#### Text block ####

Next time someone asks how you’re doing, try this instead of “fine”:
- “I’ve been wrestling with something lately. Can I get your take on it?”
- “Honestly, I could use some advice. I’ve been dealing with something hard.”
Watch what happens to their face. Watch their eyes change. You just told them they have something real to offer you. You just allowed them to love you.
✨2. Be Authentic
I know authenticity gets thrown around so much it almost loses its meaning. So here’s what I actually mean by it: tell the truth. Not the highlight reel, not the LinkedIn version. The real one.
I was on a walk with a dear friend recently, and I could feel she’d been carrying something heavy for months. I kept holding back, not wanting to push. But finally I said: “I see something going on with you. I feel like you’re carrying something hard. Can I be here for you?”
She was honest. She cried. And then I could share my own fears about Cora leaving for college. We walked away closer than we’d been in years.
Try slipping one of these into your next conversation:
- “What’s been the hardest part of your week?”

####

-- Task instructions --
• a. Please list every line the text on honest conversation suggests saying in place of a usual reply or in a next conversation.
• b. In the text on honest conversation, what fears did the writer share with the friend on the walk?

#### Provided records ####

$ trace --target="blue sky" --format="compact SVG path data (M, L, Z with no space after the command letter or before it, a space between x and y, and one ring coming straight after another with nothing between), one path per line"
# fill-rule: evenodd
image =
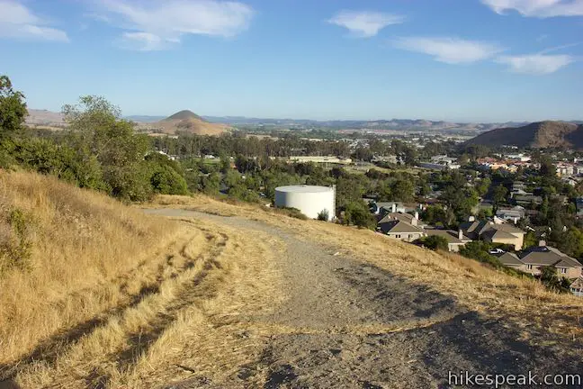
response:
M583 0L0 0L29 107L583 120Z

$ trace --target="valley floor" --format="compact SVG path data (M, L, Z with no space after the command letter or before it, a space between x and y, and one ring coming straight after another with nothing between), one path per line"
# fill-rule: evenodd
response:
M500 315L292 229L146 212L188 231L159 253L159 285L4 366L11 379L61 388L437 388L449 371L583 372L578 339L543 329L525 336Z

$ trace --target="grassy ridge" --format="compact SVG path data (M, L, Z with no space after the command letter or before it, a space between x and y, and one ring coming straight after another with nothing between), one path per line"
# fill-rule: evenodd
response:
M1 171L0 366L155 282L145 258L177 230L54 177Z

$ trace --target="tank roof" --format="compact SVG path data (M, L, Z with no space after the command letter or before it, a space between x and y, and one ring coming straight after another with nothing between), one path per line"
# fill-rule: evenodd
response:
M334 190L330 186L318 186L318 185L286 185L278 186L275 188L277 192L292 192L292 193L322 193L331 192Z

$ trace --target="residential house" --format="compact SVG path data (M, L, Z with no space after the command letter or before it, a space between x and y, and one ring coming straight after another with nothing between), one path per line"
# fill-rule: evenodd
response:
M525 217L525 208L520 205L516 205L512 208L500 207L496 212L496 216L507 222L512 222L513 223L516 224L516 222L518 222L520 219Z
M575 205L577 206L577 216L583 216L583 197L578 197L575 200Z
M405 207L405 204L403 203L398 203L398 202L377 202L374 204L375 207L373 207L373 213L375 214L380 214L385 210L385 212L389 213L407 213L407 208Z
M516 270L520 271L525 271L525 265L523 261L520 260L518 256L515 253L511 252L505 252L502 253L498 256L497 256L498 260L502 263L502 265L507 266L508 267L512 267Z
M577 259L563 254L559 249L543 246L532 247L520 254L520 260L525 265L523 270L533 276L541 274L541 267L553 267L559 276L572 279L582 276L581 265Z
M579 277L569 286L573 294L583 297L583 277Z
M512 245L516 251L522 249L526 234L519 228L509 224L496 224L490 221L465 222L460 228L471 240Z
M462 230L456 232L453 230L427 229L425 231L427 236L440 236L445 238L447 240L447 249L449 251L458 252L466 243L471 241L470 238L463 235Z
M541 267L552 267L556 268L557 276L573 279L581 276L583 268L577 259L548 246L529 248L517 255L505 252L497 257L502 265L533 276L540 276Z
M529 206L531 204L539 205L543 204L543 197L533 194L513 194L512 198L517 205Z
M389 213L381 216L377 223L377 231L390 238L412 242L426 236L417 215L408 213Z

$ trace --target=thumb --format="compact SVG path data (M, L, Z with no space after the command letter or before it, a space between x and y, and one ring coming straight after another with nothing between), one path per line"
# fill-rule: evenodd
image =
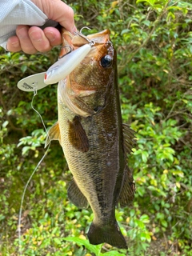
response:
M49 19L58 22L70 32L76 31L74 10L61 0L32 0Z

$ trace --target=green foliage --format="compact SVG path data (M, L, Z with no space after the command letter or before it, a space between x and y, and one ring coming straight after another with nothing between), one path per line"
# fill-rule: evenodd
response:
M191 255L192 5L187 1L67 1L77 26L110 29L118 52L123 121L136 131L129 166L136 194L116 218L129 250L93 246L93 219L67 198L71 174L53 142L24 198L20 250L24 255ZM83 33L86 33L84 30ZM87 32L88 33L88 32ZM23 188L45 153L46 133L31 108L33 93L18 80L45 71L58 54L1 51L0 252L18 251ZM57 119L56 86L38 92L34 106L46 126Z

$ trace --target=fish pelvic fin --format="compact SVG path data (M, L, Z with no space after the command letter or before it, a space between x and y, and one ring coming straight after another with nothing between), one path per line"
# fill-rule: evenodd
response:
M78 188L75 180L73 178L67 190L70 201L78 208L87 208L88 201Z
M118 202L122 207L127 206L134 200L135 185L131 171L126 166L124 174L124 180L119 195Z
M48 135L46 137L45 148L53 140L58 140L61 144L61 134L58 122L56 122L49 130Z
M92 245L106 242L117 248L127 249L126 239L116 221L113 226L97 225L93 222L87 236Z
M81 124L81 119L75 116L72 122L69 121L69 140L73 146L82 152L89 150L89 139Z

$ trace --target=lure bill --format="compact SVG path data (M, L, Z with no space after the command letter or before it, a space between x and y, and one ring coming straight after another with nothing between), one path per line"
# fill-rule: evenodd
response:
M91 45L86 44L61 58L45 74L44 83L50 85L64 79L78 66L90 49Z

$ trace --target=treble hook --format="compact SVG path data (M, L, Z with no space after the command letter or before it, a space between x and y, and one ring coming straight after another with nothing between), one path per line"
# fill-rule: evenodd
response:
M84 34L82 34L82 30L83 29L88 29L89 30L90 30L90 29L88 26L83 26L81 29L80 32L77 31L77 32L74 32L74 34L76 34L76 35L78 35L79 37L83 38L84 39L86 39L90 43L90 46L93 46L95 44L95 42L94 40L88 39Z
M80 34L82 34L82 30L84 30L84 29L87 29L87 30L91 30L91 29L90 29L88 26L83 26L83 27L80 30L80 31L79 31Z
M66 48L66 47L70 48L70 51L68 51L66 54L63 54L62 56L58 57L58 59L62 58L64 56L66 56L66 55L67 55L67 54L69 54L70 53L72 52L73 49L72 49L72 47L70 46L62 46L61 50L63 49L63 48Z

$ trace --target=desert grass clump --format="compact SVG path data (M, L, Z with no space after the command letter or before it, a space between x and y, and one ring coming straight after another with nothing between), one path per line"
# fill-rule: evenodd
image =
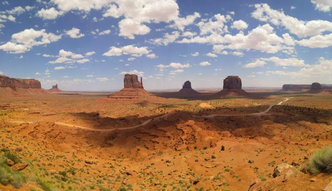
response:
M0 152L3 153L3 156L11 160L15 164L21 162L20 157L10 150L7 149L2 149L0 150Z
M7 158L0 159L0 184L2 185L11 185L18 189L25 182L25 177L20 172L13 172L6 163Z
M312 174L332 173L332 146L317 151L307 167Z

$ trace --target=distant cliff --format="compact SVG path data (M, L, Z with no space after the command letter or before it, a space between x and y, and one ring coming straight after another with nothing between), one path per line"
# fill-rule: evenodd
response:
M322 88L324 89L332 89L332 85L321 84ZM309 90L311 87L311 84L284 84L282 85L282 91L296 91L303 90Z
M41 89L40 81L35 79L20 79L0 75L0 87L16 88Z

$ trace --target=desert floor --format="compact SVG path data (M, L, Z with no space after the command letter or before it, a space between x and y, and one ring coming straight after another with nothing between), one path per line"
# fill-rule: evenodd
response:
M110 102L107 93L1 97L0 149L29 164L20 190L246 191L256 182L322 191L332 176L272 174L331 145L332 95L251 93L164 103Z

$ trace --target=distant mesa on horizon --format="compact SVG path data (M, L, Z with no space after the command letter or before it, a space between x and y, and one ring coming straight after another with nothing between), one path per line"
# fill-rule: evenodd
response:
M178 91L178 93L182 95L197 95L199 94L198 91L191 88L191 82L190 81L186 81L182 84L182 88Z
M0 87L10 87L13 89L42 89L40 81L37 79L15 78L2 75L0 75Z
M48 91L51 92L62 91L62 90L57 87L57 84L55 85L52 85L52 88L50 89Z
M21 96L30 94L46 94L40 81L0 75L0 97Z
M123 77L123 89L108 97L112 101L119 102L150 101L160 98L145 90L143 85L143 80L138 81L136 75L126 74Z
M138 76L136 75L126 74L123 78L123 86L125 88L142 88L144 89L143 86L143 81L141 77L141 81L138 81Z
M310 91L313 88L314 89L319 88L320 86L322 90L332 90L331 84L321 84L318 82L314 82L312 84L283 84L281 91Z
M216 94L221 96L245 96L249 94L242 89L242 83L238 76L228 76L223 79L222 90Z

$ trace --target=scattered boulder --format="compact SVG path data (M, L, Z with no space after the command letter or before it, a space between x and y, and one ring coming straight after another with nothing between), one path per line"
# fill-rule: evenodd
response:
M22 151L22 148L18 147L15 149L15 151L16 152L20 152Z
M332 191L332 181L330 182L329 184L325 187L323 191Z
M248 163L252 164L252 163L253 163L254 162L254 160L249 160L248 161Z
M285 173L286 172L288 172L288 170L294 171L295 170L295 168L287 163L283 163L277 166L274 170L273 178L280 176L282 174Z
M93 161L90 160L85 160L85 163L87 164L93 164Z
M15 164L15 162L13 161L12 160L10 159L7 159L7 164L8 164L8 166L11 166Z
M289 180L289 179L295 177L295 175L294 171L289 169L287 172L286 172L285 174L283 175L283 179L282 180L282 182L286 182L288 180Z
M11 168L11 170L13 171L17 171L25 169L28 165L28 164L27 163L19 163L11 166L10 168Z

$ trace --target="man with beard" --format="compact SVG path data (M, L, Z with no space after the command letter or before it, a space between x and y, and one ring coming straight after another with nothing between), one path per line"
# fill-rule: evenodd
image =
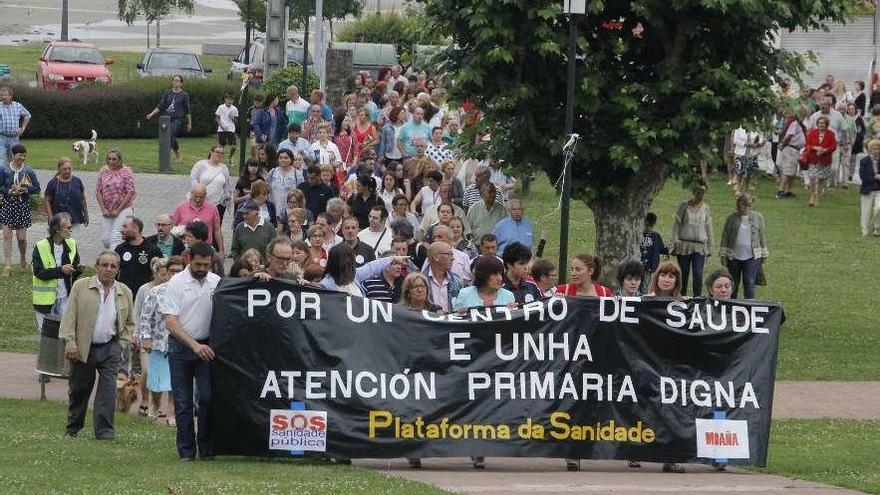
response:
M68 437L75 437L85 425L96 373L95 439L113 440L116 436L116 373L122 350L134 332L131 291L116 281L117 273L119 255L101 252L95 261L95 276L73 284L61 317L58 337L65 342L64 355L71 361L65 433Z
M162 252L147 242L142 235L144 222L137 217L128 217L122 222L122 244L116 246L119 263L119 281L125 284L132 294L137 294L142 285L153 278L150 262L161 258Z
M355 268L360 268L376 259L376 254L373 248L366 243L361 242L358 238L359 232L360 224L356 217L346 217L342 219L342 242L351 247L351 251L354 254Z
M177 419L177 454L182 461L192 461L196 453L210 460L211 366L214 350L209 342L211 299L220 277L211 273L214 250L205 242L189 248L192 261L166 286L166 297L159 311L171 339L168 341L171 368L171 394ZM198 390L198 443L193 428L193 380Z

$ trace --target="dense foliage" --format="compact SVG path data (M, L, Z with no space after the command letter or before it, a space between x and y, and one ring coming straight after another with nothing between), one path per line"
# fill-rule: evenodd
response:
M248 0L235 0L238 6L238 17L247 21ZM290 29L301 29L306 19L315 16L315 0L287 0L290 6ZM322 7L324 19L330 22L345 19L348 16L359 16L364 9L363 0L325 0ZM251 0L251 19L254 29L266 32L266 0Z
M311 93L313 89L318 89L321 85L320 79L318 79L318 76L312 71L309 71L308 82L308 88L299 88L300 94L306 99L308 99L309 93ZM286 69L273 72L272 76L260 86L260 92L263 94L271 93L286 98L285 92L290 85L297 87L302 86L302 68L298 65L290 65Z
M361 17L339 30L336 40L396 45L398 57L407 64L412 60L414 45L439 45L443 43L443 36L430 29L424 14L407 11Z
M424 0L450 95L472 101L487 149L515 168L562 171L569 23L578 69L573 196L593 210L597 250L638 256L641 219L667 178L689 182L698 160L741 122L773 109L772 86L801 57L782 30L845 21L851 0L592 0L570 19L556 0ZM474 152L475 150L471 150Z

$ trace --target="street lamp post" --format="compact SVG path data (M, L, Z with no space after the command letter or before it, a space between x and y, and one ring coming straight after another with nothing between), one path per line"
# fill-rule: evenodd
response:
M68 31L67 31L67 15L68 15L68 0L61 0L61 41L68 41Z
M242 85L241 85L241 95L238 98L238 135L239 135L239 150L238 150L238 172L241 173L244 170L245 160L247 160L247 139L248 139L248 129L250 128L248 120L250 119L250 115L248 115L248 106L247 106L247 94L248 87L250 86L250 78L248 76L248 70L251 66L251 15L253 15L253 0L247 1L247 7L245 12L245 21L244 21L244 66L245 73L242 74Z
M565 102L565 135L572 136L574 132L574 85L575 85L575 62L577 57L577 26L574 16L586 14L586 0L563 0L563 13L568 15L568 78L567 95ZM574 143L569 144L573 146ZM569 152L573 155L574 149ZM563 153L564 154L564 153ZM562 201L560 208L559 226L559 280L565 282L568 273L568 224L571 216L571 162L572 157L564 158L562 179Z

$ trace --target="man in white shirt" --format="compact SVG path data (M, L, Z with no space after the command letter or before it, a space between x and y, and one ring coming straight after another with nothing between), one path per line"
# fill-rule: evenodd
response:
M471 274L471 260L464 251L456 249L455 243L452 242L452 229L445 225L437 225L433 230L434 242L443 242L452 247L452 266L449 268L453 274L464 282L464 285L470 285L473 280Z
M299 88L296 86L287 87L287 104L284 108L287 113L287 122L302 125L308 116L309 106L309 102L299 95Z
M65 342L64 355L71 360L66 435L75 437L85 424L97 372L95 439L113 440L116 374L122 365L122 350L128 348L134 332L134 310L131 291L116 281L118 254L99 254L95 272L94 277L73 284L58 331Z
M367 220L370 226L358 233L358 239L370 246L376 258L381 258L385 251L391 250L391 229L385 225L388 218L388 210L382 205L376 205L370 209Z
M220 277L211 273L214 250L204 242L189 248L192 256L186 270L168 281L159 311L168 327L171 394L177 419L177 453L183 461L196 456L196 431L193 428L193 380L198 389L198 454L212 459L209 425L211 424L211 366L214 359L208 338L211 330L211 299Z
M294 153L301 153L305 158L306 165L311 165L315 161L312 154L312 143L306 141L302 137L302 126L296 122L287 126L287 139L278 143L278 151L290 150Z

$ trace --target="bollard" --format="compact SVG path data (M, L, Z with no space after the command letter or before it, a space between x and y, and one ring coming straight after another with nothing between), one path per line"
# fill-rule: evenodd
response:
M171 117L159 117L159 172L171 172Z

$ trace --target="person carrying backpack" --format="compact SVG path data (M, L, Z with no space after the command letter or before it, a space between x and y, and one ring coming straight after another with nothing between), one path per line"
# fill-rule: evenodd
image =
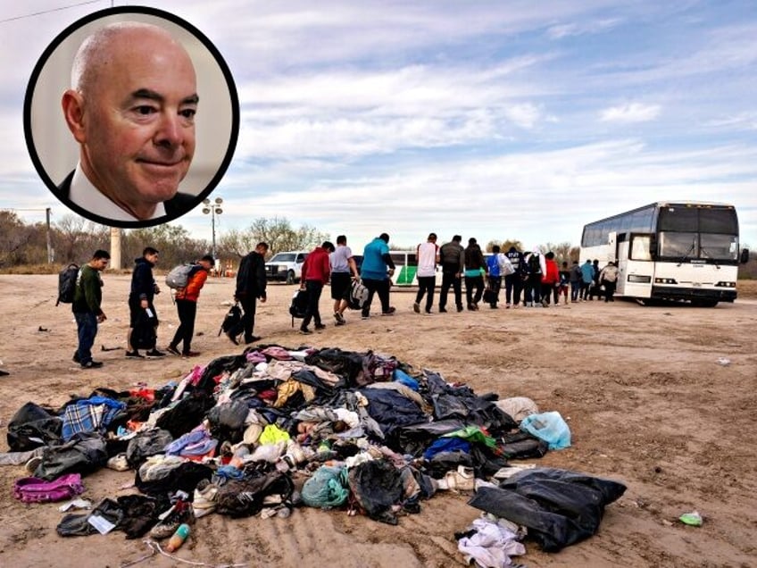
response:
M545 271L542 275L542 305L549 305L550 296L554 297L557 305L557 293L560 286L560 269L554 261L554 253L549 251L545 255Z
M541 302L542 276L546 272L546 261L541 248L534 246L534 250L526 255L524 262L528 274L524 302L527 306L534 307Z
M192 351L192 337L195 335L195 318L197 315L197 299L200 290L205 285L208 272L215 265L215 260L210 255L200 259L196 270L194 270L185 288L176 290L176 311L179 313L179 328L173 336L173 340L166 347L166 351L184 357L196 357L198 351ZM181 353L179 344L184 343Z
M512 307L517 308L520 305L520 293L523 291L526 262L523 260L523 253L515 246L511 246L505 253L505 256L512 266L512 272L504 275L504 307L509 308L512 305Z
M465 256L465 297L468 300L468 309L475 312L478 309L478 302L484 295L484 274L487 271L487 263L481 247L473 237L468 239L468 246L465 247L463 254Z
M145 355L139 354L132 336L135 329L146 322L146 315L149 323L154 325L153 335L155 335L158 327L158 313L153 304L153 299L161 290L155 279L153 277L153 268L158 262L158 251L152 246L146 246L142 251L142 256L135 259L134 271L131 272L131 289L129 293L129 333L126 336L126 356L134 359L144 359ZM146 314L146 310L148 312ZM149 314L152 315L149 315ZM157 337L155 336L155 341ZM146 353L148 357L163 357L165 354L155 348L154 343Z
M489 302L489 307L493 310L497 309L497 302L499 301L499 290L502 288L502 263L500 257L504 256L500 253L502 249L499 245L492 246L492 255L487 259L487 268L488 268L488 288L491 290L492 301Z
M79 271L76 280L71 312L76 320L79 345L73 354L74 363L81 365L82 369L96 369L102 367L103 363L92 359L92 346L97 335L97 324L105 321L105 313L101 305L103 303L102 272L108 265L111 255L107 251L95 251L87 264Z
M237 272L237 288L234 298L242 305L242 322L239 327L229 330L226 336L234 345L238 345L237 338L245 333L245 343L250 344L260 341L260 336L253 335L255 327L255 302L260 299L264 304L266 300L265 287L265 255L268 253L268 243L259 242L255 249L242 258L239 271Z

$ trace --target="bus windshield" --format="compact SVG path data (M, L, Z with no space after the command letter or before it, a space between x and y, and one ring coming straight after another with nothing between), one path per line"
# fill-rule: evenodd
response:
M660 210L660 256L736 261L738 221L732 208L662 207Z

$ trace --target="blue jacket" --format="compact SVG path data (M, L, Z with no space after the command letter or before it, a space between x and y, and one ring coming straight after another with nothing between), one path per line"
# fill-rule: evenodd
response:
M384 239L377 237L365 246L360 275L370 280L385 280L389 278L387 274L387 266L394 268L394 263L389 256L389 246Z
M496 278L500 275L499 271L499 260L497 259L496 255L492 255L487 259L487 266L489 269L489 276L492 278Z
M591 284L594 281L594 266L591 263L581 264L581 280L584 284Z

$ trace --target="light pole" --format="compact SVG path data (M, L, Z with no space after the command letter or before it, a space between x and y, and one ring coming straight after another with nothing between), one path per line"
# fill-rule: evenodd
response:
M222 204L222 203L223 203L223 199L221 199L220 197L216 197L215 199L212 200L212 202L211 202L210 199L204 199L203 200L203 205L204 205L204 207L203 207L203 213L205 213L206 215L208 213L210 213L210 215L211 215L211 226L212 227L212 250L211 251L211 254L213 255L213 258L216 257L215 256L215 216L220 215L220 213L223 213L223 209L220 208L220 204Z

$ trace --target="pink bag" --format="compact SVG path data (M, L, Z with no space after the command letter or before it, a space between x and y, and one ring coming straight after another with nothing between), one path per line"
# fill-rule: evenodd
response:
M24 503L46 503L70 499L84 492L81 475L68 473L53 481L24 477L13 483L13 497Z

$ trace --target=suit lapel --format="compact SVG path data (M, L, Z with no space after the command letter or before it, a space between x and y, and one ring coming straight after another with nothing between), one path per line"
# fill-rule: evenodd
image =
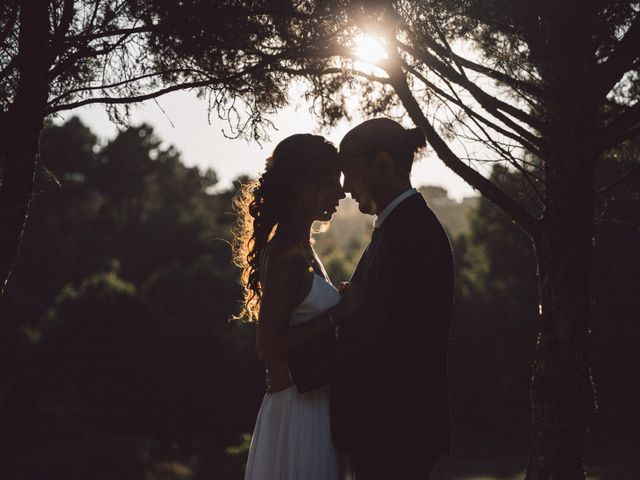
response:
M376 251L378 250L378 246L380 245L380 240L382 239L381 230L381 228L378 228L373 231L373 234L371 235L371 241L360 257L358 265L353 271L353 275L351 275L351 278L349 279L350 282L362 281L366 277L366 274L369 271L369 267L375 257Z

####

-- Expected results --
• a.
- “I’ve been wrestling with something lately. Can I get your take on it?”
- “Honestly, I could use some advice. I’ve been dealing with something hard.”
- “What’s been the hardest part of your week?”

• b. Fears about Cora leaving for college.